## What needs to be done
Write out exactly, and only, the lines from the one containing "Where can the pendant" through the last line of the listing below.
======== Working data ========
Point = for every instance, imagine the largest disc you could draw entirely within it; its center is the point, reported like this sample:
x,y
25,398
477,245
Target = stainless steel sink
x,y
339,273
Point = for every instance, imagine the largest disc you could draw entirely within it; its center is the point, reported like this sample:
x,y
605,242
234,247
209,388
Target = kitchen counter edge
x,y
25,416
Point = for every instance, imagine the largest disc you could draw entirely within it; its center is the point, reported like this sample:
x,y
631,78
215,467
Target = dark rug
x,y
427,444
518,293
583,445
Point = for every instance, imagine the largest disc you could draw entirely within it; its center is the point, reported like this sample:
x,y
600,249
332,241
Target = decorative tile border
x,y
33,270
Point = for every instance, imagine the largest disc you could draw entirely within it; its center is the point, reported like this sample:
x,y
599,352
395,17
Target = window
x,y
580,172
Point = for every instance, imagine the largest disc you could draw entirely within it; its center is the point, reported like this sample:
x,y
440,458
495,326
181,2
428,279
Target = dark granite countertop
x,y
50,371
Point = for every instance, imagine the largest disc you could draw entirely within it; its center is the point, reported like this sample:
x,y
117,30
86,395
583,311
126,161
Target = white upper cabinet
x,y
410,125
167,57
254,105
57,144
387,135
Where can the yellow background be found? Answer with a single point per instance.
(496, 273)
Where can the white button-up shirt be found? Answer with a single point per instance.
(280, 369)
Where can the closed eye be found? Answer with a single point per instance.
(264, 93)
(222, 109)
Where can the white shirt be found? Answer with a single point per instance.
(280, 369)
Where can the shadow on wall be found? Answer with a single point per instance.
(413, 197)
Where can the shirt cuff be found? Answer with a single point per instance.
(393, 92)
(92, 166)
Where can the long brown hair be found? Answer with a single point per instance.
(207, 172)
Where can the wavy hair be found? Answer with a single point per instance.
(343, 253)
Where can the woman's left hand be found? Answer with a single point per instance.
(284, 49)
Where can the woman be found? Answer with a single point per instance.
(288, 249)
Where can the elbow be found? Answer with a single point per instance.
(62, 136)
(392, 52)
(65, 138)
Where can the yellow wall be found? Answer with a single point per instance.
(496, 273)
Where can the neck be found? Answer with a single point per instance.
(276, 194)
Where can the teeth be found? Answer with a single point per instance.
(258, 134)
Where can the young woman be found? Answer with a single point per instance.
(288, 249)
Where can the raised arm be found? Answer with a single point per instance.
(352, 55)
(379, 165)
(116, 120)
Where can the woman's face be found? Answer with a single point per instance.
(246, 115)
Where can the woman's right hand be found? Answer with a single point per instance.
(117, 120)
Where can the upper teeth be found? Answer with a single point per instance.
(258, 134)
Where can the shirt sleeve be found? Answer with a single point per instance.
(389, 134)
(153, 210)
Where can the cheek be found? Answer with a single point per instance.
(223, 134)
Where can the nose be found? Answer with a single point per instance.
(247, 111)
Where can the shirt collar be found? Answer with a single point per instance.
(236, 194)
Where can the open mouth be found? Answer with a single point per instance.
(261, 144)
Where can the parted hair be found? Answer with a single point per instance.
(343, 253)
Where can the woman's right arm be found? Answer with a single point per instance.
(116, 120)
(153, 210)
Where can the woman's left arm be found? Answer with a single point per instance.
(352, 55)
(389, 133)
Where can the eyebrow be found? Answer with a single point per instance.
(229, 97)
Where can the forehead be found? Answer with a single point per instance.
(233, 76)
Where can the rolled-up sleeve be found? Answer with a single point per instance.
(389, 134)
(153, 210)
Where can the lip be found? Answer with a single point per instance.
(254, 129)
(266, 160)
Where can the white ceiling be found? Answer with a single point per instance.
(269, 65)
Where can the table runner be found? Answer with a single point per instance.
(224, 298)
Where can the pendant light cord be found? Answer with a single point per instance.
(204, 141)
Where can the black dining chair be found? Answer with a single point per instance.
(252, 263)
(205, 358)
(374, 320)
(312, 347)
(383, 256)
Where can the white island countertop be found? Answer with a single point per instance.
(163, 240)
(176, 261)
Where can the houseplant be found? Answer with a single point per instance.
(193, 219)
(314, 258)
========
## Response for this exercise
Where can the pendant light cord be found? Answer with a single point per instance.
(204, 141)
Where can the black dining chair be found? Answer with a single point per instance.
(252, 263)
(205, 358)
(374, 320)
(312, 347)
(383, 256)
Where can the white island countertop be found? Answer with a single point per instance.
(163, 240)
(176, 261)
Where can the houseplant be found? Answer with a single point per instance.
(193, 219)
(314, 258)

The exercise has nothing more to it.